> [DOCUMENT PASSAGE]:
Also, depending on the products you choose, try to use them damp -- if you use some Fix on the brush, then you won't have as much fallout.

As an MUA you will have to touch the person's face -- they are expecting that, so don't think it is unsanitary if your hands are clean.  If you need to steady your hand, that should be fine with all concerned.  Practice a bit and you will soon see you won't need anything to steady the hand


----------



## dulcekitty (Oct 4, 2009)

Sanitize your hands before touching their face. Make sure all your products/tools are clean too. I use the back of my hand as a palette a lot and put products like foundation, creams and glosses there to work off of. 

Don't be afraid to pull their eyebrows up to create taut skin or to ask them to look up/down/straight ahead. Use a light hand with little product and build up to the intensity/coverage that you want (this goes for concealer, eyeshadow, foundation and lip stuff too). Keep q-tips and makeup remover close by - the world isn't going to end if you messed up and have to fix a booboo. I find it easiest to do the eyes first, clean up fallout, then go for complexion and lips. Also step back often and take a look at the whole picture of what you're creating.

For wrinkly/crepey lids, stick to mattes or low shimmer. For darker complexions, stay away from too much frosty light colors and go for higher pigmented colors. For asian eye, make good use of highlights to open up the eye area.

Also... TALK to them. Make conversation, explain what you're doing, make them comfortable... From a customer you're selling to and a model who is going to jump out of your chair in 5 minutes, make them love having you work on them!


----------



## Boasorte (Oct 27, 2009)

okay I didn't wanna start a new thread, but I do have a question somewhat related to this. How can I practice on other people, when I HAVE no other ppl?
I'm getting used to my sister and my friend's face, I need more practice


----------



## User38 (Oct 27, 2009)

friends, family and co-workers or other students.. that's how I practiced... until someone pays, it is all practice


----------



## Boasorte (Oct 27, 2009)

Grey^ ur a MUA? I was thinking of asking students and such to let me do their makeup, but I don't talk to my classmates 
	

	
	
		
		

		
		
	


	



I see some listings on Craigslist ALL the time looking for MUA, would it be a good idea to do something like that, like to offer free MU services to practice more ??
(am I making sense? LOL I'm trying to explain, but don't think I'm doing it well)


----------



## Strawberrymold (Oct 27, 2009)

Some of my fave tricks

Mascara: I tell my client to look at my shoulders and then place my ring finger on their eyelid against the lashline. This way they don't see the mascara wand coming and don't flinch, + if they do the mascara gets on me and not all over their eyelid. 

Foundation: It sound creepy but I always touch the face first. I get a feel for the skins texture so I can tell if it's dry, oily, rough in texture ect. This let's me know before I put any product on them what I am working with and allows me to figure out what the best method of application is going to be.

> [PROMPT 1]:
Answer these from the makeup thread:
(a) What does dulcekitty use the back of the hand as?
(b) What eyeshadow finishes does the thread recommend for wrinkly or crepey lids?
(c) Where does Strawberrymold ask the client to look during mascara application?
> [PROMPT 2]:
Filter the rows, copying every line that contains the string "woman". Matching is case-sensitive.
The makeup thread and the rows were taken from separate sources.

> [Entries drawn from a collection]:
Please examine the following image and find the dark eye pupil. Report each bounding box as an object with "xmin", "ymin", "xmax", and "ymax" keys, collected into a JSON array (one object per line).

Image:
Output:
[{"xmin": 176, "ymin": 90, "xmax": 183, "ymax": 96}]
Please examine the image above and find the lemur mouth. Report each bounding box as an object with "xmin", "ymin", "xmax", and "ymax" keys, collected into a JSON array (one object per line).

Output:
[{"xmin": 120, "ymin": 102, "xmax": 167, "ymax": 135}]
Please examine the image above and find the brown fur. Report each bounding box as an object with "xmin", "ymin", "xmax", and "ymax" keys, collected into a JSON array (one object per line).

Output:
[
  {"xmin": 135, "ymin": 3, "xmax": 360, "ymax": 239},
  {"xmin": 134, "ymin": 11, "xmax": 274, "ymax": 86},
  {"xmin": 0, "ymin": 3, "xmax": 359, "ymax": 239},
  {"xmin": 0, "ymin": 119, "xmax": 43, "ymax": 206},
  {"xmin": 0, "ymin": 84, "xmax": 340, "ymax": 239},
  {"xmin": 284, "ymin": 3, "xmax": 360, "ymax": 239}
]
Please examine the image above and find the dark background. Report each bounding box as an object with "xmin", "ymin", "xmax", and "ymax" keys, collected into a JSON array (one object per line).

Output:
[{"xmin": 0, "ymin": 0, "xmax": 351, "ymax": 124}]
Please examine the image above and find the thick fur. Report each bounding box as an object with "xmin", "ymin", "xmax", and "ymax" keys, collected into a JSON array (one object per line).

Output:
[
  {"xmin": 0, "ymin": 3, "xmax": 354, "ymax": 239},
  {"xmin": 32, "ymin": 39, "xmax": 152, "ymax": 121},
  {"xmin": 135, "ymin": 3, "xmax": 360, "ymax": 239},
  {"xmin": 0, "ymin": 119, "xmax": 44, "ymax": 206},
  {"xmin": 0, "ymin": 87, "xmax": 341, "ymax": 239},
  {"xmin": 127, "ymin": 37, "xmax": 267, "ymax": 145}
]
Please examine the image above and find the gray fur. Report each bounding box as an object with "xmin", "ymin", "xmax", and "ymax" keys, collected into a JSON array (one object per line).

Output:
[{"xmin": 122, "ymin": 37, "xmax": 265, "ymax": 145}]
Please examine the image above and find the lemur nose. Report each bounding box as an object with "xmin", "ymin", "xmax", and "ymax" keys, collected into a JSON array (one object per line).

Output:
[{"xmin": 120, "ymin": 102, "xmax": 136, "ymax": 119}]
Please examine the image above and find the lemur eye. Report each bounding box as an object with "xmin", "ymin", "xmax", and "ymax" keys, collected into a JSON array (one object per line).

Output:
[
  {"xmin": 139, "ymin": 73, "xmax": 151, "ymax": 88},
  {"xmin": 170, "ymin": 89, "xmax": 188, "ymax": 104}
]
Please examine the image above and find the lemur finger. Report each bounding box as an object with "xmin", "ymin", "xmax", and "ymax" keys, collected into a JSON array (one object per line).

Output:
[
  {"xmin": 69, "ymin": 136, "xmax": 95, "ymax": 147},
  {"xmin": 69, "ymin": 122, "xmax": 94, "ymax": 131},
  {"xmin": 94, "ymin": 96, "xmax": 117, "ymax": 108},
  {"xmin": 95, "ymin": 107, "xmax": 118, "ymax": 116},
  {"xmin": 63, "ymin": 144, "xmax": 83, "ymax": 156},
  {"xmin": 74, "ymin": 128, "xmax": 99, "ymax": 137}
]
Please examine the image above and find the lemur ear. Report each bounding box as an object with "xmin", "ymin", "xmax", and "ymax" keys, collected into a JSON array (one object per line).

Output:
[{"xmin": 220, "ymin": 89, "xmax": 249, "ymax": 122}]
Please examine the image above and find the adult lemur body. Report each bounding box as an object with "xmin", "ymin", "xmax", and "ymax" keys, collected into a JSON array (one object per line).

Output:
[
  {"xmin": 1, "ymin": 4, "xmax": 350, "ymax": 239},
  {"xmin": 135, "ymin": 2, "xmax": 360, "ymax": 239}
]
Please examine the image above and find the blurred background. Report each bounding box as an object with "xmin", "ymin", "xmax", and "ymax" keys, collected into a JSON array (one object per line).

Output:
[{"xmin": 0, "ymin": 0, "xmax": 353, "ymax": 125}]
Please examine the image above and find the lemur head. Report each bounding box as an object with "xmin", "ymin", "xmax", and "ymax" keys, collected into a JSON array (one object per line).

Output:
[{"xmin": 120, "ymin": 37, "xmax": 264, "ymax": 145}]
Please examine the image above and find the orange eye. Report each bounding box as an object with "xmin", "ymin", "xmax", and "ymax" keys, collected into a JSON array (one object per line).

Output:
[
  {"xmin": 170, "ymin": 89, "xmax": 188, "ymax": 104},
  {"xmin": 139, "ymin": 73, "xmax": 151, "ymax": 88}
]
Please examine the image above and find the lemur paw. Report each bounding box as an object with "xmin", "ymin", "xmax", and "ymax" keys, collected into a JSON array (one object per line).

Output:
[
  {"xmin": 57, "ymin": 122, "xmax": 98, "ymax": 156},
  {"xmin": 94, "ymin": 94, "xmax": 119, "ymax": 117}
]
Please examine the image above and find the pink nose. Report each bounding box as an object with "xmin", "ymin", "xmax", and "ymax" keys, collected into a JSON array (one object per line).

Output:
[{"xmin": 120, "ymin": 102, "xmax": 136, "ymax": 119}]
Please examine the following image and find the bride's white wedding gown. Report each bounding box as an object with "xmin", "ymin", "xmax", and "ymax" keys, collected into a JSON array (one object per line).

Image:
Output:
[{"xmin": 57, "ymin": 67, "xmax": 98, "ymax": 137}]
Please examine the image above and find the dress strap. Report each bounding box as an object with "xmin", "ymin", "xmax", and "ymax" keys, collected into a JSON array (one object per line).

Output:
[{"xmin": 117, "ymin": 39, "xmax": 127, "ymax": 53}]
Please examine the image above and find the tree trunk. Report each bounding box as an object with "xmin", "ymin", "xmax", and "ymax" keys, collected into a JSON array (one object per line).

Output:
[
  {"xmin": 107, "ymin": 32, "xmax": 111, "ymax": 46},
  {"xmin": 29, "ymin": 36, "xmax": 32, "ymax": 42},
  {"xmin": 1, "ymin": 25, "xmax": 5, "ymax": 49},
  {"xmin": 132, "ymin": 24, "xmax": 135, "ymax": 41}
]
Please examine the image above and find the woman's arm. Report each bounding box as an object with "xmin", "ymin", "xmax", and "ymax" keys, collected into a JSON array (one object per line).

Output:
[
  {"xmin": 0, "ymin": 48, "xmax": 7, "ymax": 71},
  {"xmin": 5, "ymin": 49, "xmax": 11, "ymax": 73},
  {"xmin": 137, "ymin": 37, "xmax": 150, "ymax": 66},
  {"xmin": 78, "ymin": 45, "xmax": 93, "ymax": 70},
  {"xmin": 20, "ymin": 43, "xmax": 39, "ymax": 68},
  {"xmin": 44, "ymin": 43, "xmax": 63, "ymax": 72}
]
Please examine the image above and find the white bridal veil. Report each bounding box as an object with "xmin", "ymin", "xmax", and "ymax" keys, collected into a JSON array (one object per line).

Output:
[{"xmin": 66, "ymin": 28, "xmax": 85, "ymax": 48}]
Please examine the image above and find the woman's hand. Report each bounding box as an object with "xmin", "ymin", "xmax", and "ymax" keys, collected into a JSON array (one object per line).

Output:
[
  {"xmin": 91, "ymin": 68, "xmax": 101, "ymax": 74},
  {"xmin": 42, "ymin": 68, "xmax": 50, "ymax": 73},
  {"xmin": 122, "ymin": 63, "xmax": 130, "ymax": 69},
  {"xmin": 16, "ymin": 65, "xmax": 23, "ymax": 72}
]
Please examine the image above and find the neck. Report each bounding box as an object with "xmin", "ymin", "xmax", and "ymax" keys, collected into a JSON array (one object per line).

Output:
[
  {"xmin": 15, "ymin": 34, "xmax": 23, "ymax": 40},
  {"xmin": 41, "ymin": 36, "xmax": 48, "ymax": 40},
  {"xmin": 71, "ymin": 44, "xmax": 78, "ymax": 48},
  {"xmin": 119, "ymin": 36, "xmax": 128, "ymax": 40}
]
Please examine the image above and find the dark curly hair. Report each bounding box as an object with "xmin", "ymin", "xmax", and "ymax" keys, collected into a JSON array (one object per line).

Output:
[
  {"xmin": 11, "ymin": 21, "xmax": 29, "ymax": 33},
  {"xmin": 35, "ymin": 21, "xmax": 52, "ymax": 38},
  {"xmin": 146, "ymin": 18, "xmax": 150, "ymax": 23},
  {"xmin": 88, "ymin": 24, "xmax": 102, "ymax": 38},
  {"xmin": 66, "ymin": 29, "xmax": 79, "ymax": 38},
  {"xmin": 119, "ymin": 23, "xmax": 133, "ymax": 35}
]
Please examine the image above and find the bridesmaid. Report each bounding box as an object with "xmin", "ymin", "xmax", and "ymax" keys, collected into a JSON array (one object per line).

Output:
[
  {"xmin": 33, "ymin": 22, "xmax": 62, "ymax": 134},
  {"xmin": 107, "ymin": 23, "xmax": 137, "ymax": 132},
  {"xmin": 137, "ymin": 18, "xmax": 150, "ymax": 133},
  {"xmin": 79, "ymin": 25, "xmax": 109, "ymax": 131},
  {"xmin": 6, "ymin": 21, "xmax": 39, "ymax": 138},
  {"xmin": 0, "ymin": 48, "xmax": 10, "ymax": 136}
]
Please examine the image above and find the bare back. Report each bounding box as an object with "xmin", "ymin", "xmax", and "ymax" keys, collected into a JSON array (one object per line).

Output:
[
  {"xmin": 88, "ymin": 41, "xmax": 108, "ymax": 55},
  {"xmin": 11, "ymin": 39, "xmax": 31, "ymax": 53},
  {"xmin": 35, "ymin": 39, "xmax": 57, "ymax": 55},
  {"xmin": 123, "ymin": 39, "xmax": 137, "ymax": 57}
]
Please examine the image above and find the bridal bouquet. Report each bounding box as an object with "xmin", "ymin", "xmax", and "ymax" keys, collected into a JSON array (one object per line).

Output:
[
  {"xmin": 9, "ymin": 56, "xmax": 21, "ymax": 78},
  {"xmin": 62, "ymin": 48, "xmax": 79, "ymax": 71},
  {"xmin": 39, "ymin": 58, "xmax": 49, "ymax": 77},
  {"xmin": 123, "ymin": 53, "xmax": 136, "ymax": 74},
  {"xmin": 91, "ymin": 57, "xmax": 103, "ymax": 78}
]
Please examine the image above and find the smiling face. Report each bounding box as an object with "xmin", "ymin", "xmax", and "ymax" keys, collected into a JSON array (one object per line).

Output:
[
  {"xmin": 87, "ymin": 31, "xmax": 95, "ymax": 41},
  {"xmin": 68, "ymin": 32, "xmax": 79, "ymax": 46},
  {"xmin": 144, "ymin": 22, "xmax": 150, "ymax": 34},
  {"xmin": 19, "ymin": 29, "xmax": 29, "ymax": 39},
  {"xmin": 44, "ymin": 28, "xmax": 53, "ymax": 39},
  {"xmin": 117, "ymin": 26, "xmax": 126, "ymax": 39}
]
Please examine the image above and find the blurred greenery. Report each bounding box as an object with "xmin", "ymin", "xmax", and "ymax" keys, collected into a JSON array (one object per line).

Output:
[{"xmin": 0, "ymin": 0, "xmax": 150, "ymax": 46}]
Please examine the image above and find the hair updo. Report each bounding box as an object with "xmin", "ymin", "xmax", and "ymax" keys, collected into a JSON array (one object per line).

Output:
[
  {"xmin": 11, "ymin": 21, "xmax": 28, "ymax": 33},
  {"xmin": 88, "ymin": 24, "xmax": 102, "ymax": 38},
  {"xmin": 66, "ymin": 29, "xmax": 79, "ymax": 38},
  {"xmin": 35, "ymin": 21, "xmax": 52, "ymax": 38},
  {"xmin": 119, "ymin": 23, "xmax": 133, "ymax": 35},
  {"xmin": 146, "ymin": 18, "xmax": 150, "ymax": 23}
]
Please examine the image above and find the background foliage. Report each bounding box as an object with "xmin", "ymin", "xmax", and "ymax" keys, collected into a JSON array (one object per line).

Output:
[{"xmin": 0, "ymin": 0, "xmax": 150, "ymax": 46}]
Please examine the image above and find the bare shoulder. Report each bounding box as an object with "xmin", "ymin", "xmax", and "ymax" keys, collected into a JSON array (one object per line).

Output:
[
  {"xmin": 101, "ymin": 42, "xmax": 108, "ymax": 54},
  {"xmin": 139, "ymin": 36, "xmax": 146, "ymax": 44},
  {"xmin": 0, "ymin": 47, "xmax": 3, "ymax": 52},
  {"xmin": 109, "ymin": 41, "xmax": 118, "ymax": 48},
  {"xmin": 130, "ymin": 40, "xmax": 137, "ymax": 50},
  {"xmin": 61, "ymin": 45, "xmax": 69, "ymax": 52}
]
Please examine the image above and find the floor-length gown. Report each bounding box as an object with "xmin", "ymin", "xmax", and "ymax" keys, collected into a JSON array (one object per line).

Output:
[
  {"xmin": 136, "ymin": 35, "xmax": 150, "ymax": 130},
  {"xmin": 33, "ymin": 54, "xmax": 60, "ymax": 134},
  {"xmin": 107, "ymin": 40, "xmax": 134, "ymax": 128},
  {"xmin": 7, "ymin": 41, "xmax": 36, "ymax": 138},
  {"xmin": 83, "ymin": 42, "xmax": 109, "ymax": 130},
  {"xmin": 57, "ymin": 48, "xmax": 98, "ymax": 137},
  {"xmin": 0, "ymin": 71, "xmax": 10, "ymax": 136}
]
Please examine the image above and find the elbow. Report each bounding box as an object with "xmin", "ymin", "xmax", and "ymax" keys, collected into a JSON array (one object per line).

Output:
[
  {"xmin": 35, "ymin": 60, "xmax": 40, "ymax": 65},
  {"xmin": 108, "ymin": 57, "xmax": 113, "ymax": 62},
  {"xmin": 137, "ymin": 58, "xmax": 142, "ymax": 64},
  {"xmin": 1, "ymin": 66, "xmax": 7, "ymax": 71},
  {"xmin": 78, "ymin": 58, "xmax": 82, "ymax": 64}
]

> [CORRECT RESULT 1]:
(a) A palette, holding products like foundation, creams and glosses to work off of.
(b) Mattes or low shimmer.
(c) At Strawberrymold's shoulders.

> [CORRECT RESULT 2]:
Please examine the image above and find the woman's arm. Report each bounding box as an object with "xmin", "ymin", "xmax", and "ymax" keys, collected into a JSON array (one object per line).
Please examine the image above and find the woman's hand. Report each bounding box as an object with "xmin", "ymin", "xmax", and "ymax" keys, collected into a JSON array (one object per line).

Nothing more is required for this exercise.